[begin Page]

Learn more about this dataset

In [None]:
tracts.info(verbose=True, show_counts=True)

Only FIPS and geometry are needed, so subset the data

In [None]:
tracts2 = tracts[['TRACTCE10','geometry']]
tracts2.head()

Create a FIPS column

In [None]:
tracts2['FIPS'] ='42'+'101'+tracts['TRACTCE10']

In [None]:
tracts2.head()

##### Merging/Joining Data

Create a new dataframe based on the join

In [None]:
tracts2.dtypes

In [None]:
race2.dtypes

In [None]:
# Convert the "FIPS" column in the CSV to string data type (object)
race2['FIPS'] = race2['FIPS'].astype(str)

In [None]:
tracts2_race2=tracts2.merge(race2,on="FIPS")

In [None]:
tracts2_race2.head()

Create a merged data set with the Logan Neighborhood subset of data.

In [None]:
tracts2_subset2=tracts2.merge(subset2,on="FIPS")

In [None]:
subset2.info()

#### Create Choropleth Maps

Map Philadelphia Non Hispanic Black Alone population

In [None]:
tracts2_race2.plot(figsize=(12,10),
                 column='Black',
                 legend=True, 
                 scheme='NaturalBreaks')

Map Logan  Non Hispanic Black Alone population

In [None]:
tracts2_subset2.plot(figsize=(12,10),
                 column='Black',
                 legend=True, 
                 scheme='NaturalBreaks')

The map outputs demonstrate that the Logan Neigbhorhood is located within a part of neighborhood that has a higher Non Hispanic Black Along population than other parts of Philadelphia

Try to view same race data through the " Quantiles" Scheme

In [None]:
tracts2_race2.plot(figsize=(12,10),
                 column='Black',
                 legend=True, 
                 scheme='quantiles')

In [None]:
tracts2_subset2.plot(figsize=(12,10),
                 column='Black',
                 legend=True, 
                 scheme='quantiles')

#### Let's try to make a live folium map!

Finally, we can create the map using folium. We can use the Choropleth function from folium to create the map and plot the data on it

In [None]:
# Need to edit to add variable to be percent!!!

In [None]:
#import folium and it's plugin
import folium
from folium.plugins import MarkerCluster

# Define initial map location as Philadelphia and zoom level
# philadelphia center = 39.9526° N, 75.1652° W

# Create a map object and set the tiles to Stamen TonerLite
my_map = folium.Map(location=[39.9526, -75.1652], zoom_start=10, tiles='Stamen TonerLite', attr='Map tiles by Stamen Design, under CC BY 3.0. Data by OpenStreetMap, under ODbL.')

# Add a choropleth layer to the map
folium.Choropleth(
    geo_data=tracts2_race2,
    name='choropleth',
    data=tracts2_race2,
    columns=['FIPS', 'White'],
    key_on='feature.properties.FIPS',
    fill_color='YlGn',
    fill_opacity=0.7,
    line_opacity=0.2,
    legend_name='Percent White',
    highlight=True
).add_to(my_map)

[end Page]
[begin Data block]

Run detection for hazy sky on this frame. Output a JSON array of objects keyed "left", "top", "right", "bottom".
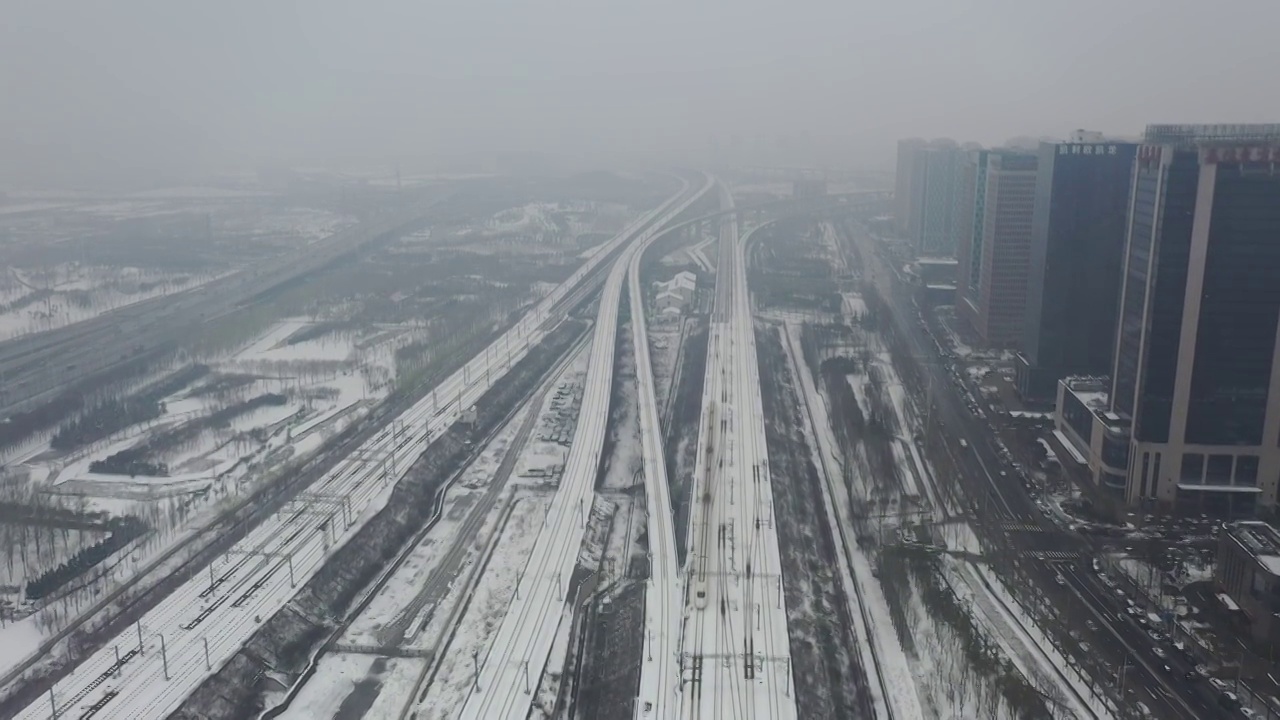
[{"left": 0, "top": 0, "right": 1280, "bottom": 183}]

[end Data block]

> [Work to do]:
a - In the Philadelphia census-tract notebook, which tile set is assigned to the folium map object?
b - Pick up the Philadelphia census-tract notebook after its last line and continue it.

> [Solved tasks]:
a - Stamen TonerLite.

b -
# Display the map
my_map


Here, we are using the folium.Choropleth class to create a choropleth layer on the map. We pass in the merged data frame (tracts2_race2) as the geo_data parameter, and specify the FIPS and Percent White columns as the data columns for the choropleth using the columns parameter. The key_on parameter is set to feature.properties.FIPS to match the format of the FIPS code in the GeoJSON file. The fill_color parameter is set to 'YlGn' to specify the color scale for the choropleth.

I may need to adjust the fill_color, fill_opacity, and line_opacity parameters to get the desired visualization.

To add multiple race layers to the map, you can use the LayerControl method from the folium.plugins module. This allows you to toggle different layers on and off in the map.

In [None]:
import folium
from folium.plugins import HeatMap, MarkerCluster, LayerControl

# Create a map centered on the US
m = folium.Map(location=[39.9526, 75.1652], zoom_start=4)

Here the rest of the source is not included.